**Activities:**
(1) Extract the part of the CDC passage between "Many public health" and "vaccinating their children.", inclusive.
(2) In the CDC passage, list the words the Injury Center staffer uses to describe the new page in the sentence beginning "It's horrifying".

**Extract:**
_ _ _ _ _ _ _

Many public health experts who spoke to CIDRAP News sounded sorrowful.
“Today is a tragic day for public health, for the US government,” said Michael T. Osterholm, PhD, MPH, director of the University of Minnesota’s Center for Infectious Disease Research and Policy (publisher of CIDRAP News). “Ideology has replaced science as the means for addressing life-saving research and best practices that save lives.”
Many physicians worry that the CDC’s new message will dissuade parents from vaccinating their children.
That is, of course, exactly RFK Jr.’s intent. Meanwhile, those who remain behind at CDC are increasingly demoralized and traumatized as the describe the changes to the CDC webpage as “embarrassing” and “horrifying”:
While they declined to be identified for fear of retaliation, they all said that they and their colleagues were shocked and dismayed by the misinformation put forth on the new page. “It’s horrifying, it’s embarrassing, it’s scary, it’s heartbreaking—it’s all of those things,” said a staffer at the CDC’s Injury Center. “To see our agency being used to spread lies and misinformation is a gut punch,” a CDC communicator with the National Center for Immunization and Respiratory Disease wrote in a message. “People will be harmed by this—parents will decide not to vaccinate their kids because of false information, and kids will get sick and die as a result.”
Another longtime CDC employee who works in communications said, “The best way I can put it is it feels like we’re on a hijacked airplane.”
This is, of course, the intent, to make CDC scientists and staff who try to stand up for vaccine science feel so demoralized and hopeless that they leave, so that they can be replaced by antivax-compliant “scientists.”
As for my statement that we can no longer trust the CDC for reliable information on vaccines under RFK Jr.:
When asked if the CDC was still a reliable source of public-health information, the employees said that most of the public-facing information remained unchanged. A critical problem was that there didn’t appear to be a good way for the public to discern the difference between accurate and politicized messaging. “I don’t know how they would distinguish that,” the Chronic Center staffer said. “There’s not a disclaimer saying posts were approved by political appointees and not by career scientists, so I don’t know.”

_ _ _ _ _ _ _

(Saved entries)
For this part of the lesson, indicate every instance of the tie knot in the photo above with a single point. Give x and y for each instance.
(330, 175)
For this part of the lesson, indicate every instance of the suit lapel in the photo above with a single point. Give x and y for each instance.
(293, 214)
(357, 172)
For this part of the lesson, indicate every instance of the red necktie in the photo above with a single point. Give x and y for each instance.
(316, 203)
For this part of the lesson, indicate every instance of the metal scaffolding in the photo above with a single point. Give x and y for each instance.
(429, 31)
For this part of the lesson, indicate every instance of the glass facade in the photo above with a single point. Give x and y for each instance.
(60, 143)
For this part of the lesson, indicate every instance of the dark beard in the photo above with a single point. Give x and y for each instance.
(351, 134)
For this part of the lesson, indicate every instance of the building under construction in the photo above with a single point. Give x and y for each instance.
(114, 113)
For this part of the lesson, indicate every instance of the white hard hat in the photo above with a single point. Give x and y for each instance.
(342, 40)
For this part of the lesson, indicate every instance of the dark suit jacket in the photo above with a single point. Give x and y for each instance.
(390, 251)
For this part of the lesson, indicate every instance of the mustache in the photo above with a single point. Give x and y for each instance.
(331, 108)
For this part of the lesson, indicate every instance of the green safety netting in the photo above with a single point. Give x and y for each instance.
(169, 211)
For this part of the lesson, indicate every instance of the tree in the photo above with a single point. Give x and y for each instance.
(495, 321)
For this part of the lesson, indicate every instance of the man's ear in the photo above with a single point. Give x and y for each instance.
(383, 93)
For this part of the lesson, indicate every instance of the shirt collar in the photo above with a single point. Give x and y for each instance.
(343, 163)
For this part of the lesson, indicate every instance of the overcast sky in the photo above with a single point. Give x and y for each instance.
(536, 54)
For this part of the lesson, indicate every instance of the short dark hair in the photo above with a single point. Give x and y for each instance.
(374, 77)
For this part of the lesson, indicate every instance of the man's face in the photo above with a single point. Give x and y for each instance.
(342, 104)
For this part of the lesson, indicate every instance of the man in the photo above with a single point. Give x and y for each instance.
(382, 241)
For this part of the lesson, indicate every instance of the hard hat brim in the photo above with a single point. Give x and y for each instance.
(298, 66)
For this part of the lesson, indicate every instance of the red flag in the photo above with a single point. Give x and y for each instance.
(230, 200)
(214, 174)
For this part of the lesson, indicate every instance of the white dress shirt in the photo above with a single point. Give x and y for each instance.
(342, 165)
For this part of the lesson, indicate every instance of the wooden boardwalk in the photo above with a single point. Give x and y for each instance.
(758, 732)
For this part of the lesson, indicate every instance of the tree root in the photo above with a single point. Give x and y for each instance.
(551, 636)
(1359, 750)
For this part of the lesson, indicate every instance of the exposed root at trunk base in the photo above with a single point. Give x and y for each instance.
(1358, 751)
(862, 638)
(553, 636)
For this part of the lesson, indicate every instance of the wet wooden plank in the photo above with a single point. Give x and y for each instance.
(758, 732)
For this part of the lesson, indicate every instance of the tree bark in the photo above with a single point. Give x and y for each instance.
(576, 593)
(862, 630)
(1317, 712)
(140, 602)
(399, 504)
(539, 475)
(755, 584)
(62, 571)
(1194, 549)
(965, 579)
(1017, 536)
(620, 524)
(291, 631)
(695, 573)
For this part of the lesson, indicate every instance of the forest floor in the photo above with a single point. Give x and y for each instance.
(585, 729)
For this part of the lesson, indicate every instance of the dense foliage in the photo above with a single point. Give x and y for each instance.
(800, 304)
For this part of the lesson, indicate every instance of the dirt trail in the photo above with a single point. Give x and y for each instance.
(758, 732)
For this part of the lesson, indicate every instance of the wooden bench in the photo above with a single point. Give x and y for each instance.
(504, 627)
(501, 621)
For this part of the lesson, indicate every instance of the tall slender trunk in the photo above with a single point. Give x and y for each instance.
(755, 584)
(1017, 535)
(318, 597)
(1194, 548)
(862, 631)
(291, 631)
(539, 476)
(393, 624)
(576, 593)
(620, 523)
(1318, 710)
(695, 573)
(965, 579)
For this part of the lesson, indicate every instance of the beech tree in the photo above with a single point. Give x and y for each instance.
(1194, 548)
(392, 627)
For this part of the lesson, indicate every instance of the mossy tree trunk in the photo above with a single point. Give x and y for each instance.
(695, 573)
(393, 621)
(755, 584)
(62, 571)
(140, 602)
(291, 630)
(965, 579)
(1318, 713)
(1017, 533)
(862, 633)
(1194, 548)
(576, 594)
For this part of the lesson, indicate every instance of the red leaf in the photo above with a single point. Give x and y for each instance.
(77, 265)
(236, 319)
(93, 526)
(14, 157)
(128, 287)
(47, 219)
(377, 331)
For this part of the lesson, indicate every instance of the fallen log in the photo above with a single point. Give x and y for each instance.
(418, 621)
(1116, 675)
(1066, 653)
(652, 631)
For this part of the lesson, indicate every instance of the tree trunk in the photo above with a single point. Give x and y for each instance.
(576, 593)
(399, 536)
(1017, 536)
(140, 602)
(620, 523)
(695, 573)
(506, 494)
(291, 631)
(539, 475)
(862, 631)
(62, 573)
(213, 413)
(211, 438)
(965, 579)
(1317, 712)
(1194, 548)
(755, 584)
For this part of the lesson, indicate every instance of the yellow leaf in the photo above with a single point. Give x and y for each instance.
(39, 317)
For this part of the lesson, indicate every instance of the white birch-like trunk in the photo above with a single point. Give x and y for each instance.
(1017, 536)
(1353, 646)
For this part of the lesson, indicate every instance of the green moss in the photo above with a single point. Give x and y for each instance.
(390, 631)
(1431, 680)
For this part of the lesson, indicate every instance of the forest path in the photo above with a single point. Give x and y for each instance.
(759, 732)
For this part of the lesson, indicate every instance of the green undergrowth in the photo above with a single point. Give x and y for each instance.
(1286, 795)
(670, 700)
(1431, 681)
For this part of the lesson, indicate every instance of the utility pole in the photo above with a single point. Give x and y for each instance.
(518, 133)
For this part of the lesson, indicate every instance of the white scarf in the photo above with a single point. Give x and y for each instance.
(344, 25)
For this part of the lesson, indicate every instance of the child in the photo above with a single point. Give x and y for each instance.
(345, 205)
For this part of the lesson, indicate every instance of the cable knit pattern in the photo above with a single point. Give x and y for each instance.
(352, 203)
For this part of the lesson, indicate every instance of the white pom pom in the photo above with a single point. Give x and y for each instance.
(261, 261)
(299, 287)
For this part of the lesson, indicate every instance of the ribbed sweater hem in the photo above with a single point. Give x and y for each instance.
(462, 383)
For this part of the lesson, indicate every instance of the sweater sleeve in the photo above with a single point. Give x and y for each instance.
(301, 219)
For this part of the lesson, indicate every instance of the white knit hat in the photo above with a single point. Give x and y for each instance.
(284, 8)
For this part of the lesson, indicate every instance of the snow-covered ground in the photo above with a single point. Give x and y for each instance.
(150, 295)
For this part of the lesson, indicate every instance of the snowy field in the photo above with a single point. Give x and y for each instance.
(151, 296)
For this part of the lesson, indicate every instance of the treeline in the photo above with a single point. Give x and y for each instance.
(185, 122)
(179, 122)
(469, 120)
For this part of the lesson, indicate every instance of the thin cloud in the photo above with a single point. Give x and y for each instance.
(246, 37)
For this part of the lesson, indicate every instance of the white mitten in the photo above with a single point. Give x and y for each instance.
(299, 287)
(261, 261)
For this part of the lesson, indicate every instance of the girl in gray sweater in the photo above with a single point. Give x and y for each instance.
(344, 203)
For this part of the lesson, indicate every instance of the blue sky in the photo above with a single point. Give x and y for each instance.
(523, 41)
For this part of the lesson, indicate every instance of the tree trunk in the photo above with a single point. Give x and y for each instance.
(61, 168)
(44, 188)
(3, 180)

_ _ _ _ _ _ _

**Completed exercise:**
(1)
Many public health experts who spoke to CIDRAP News sounded sorrowful.
“Today is a tragic day for public health, for the US government,” said Michael T. Osterholm, PhD, MPH, director of the University of Minnesota’s Center for Infectious Disease Research and Policy (publisher of CIDRAP News). “Ideology has replaced science as the means for addressing life-saving research and best practices that save lives.”
Many physicians worry that the CDC’s new message will dissuade parents from vaccinating their children.

(2) horrifying, embarrassing, scary, heartbreaking